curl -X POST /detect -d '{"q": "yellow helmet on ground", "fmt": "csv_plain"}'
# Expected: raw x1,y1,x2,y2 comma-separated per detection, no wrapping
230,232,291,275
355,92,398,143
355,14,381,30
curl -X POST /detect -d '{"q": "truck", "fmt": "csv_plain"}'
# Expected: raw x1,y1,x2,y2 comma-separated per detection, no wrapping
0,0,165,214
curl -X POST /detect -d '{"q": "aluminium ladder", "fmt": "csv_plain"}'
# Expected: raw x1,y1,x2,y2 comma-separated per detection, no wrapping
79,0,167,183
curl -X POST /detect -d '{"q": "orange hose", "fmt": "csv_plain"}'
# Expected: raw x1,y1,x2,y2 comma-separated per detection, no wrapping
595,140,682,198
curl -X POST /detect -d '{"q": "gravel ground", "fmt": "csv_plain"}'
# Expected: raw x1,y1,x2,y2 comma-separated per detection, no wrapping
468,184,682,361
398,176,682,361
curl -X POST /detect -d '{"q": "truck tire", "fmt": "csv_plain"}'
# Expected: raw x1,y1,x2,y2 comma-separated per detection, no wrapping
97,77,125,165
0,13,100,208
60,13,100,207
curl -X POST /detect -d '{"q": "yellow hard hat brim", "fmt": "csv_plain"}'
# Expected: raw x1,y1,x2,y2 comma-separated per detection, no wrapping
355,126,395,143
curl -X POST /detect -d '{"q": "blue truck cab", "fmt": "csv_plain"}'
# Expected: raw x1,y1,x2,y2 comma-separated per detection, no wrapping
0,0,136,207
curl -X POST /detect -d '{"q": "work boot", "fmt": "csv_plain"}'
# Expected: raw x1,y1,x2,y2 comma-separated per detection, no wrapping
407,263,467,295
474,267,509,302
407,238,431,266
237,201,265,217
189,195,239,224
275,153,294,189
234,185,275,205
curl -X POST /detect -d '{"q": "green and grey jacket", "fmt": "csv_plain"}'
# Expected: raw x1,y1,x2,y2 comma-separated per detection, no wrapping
..........
Copy out all of the material above line for line, changing nothing.

curl -X POST /detect -d '{"q": "yellow helmet on ground", "fmt": "csv_plain"}'
# Expected: raw x1,y1,x2,y2 comma-separated per detection, no wrapping
230,232,291,275
355,92,398,143
355,14,381,30
curl -X POST /detect -d '{"q": "truck", "fmt": "csv_plain"}'
# Expected: raw x1,y1,x2,y2 comma-separated per detection, no wrapping
0,0,165,214
curl -X POST /detect -d '{"q": "aluminium ladder", "fmt": "csv_plain"}'
# Expected: raw x1,y1,x2,y2 comma-separated per detection, no wrapping
79,0,167,183
curl -X POST /detect -d '{"q": "orange hose", "fmt": "csv_plain"}'
# Expected: raw x1,y1,x2,y2 comma-separated per detection, no wrapping
595,140,682,198
curl -X POST /detect -d '{"q": "gravel ground", "fmt": "csv_plain"}'
# Expected: raw x1,y1,x2,y2 comma-separated per detection, no wrapping
468,184,682,361
398,176,682,361
curl -X POST /detect -d '{"q": "truck tire", "fmt": "csv_plain"}'
# Expected: raw x1,y1,x2,y2 comma-separated per detection, no wrapping
97,77,125,165
0,13,100,208
60,13,100,207
curl -X POST /detect -d '{"q": "yellow hard hat brim", "fmt": "csv_plain"}'
# Expected: raw x1,y1,x2,y2 comma-separated per detection, no wrapping
355,126,395,143
curl -X POST /detect -d '{"q": "blue truck cab", "fmt": "csv_plain"}'
# Expected: raw x1,y1,x2,y2 comma-separated per detection, no wrapping
0,0,136,207
curl -X POST /detect -d '{"q": "work boot", "fmt": "csv_plain"}'
# Expected: raw x1,y1,x2,y2 comma-separated per detection, no wrapping
407,263,467,295
474,267,509,302
407,238,431,266
237,201,265,217
189,195,239,224
275,153,294,189
234,185,275,205
curl -X POST /detect -d '{"q": "green and grey jacket", "fmt": "csv_plain"}'
# Expected: raw x1,y1,x2,y2 comma-separated per detection, no wrapping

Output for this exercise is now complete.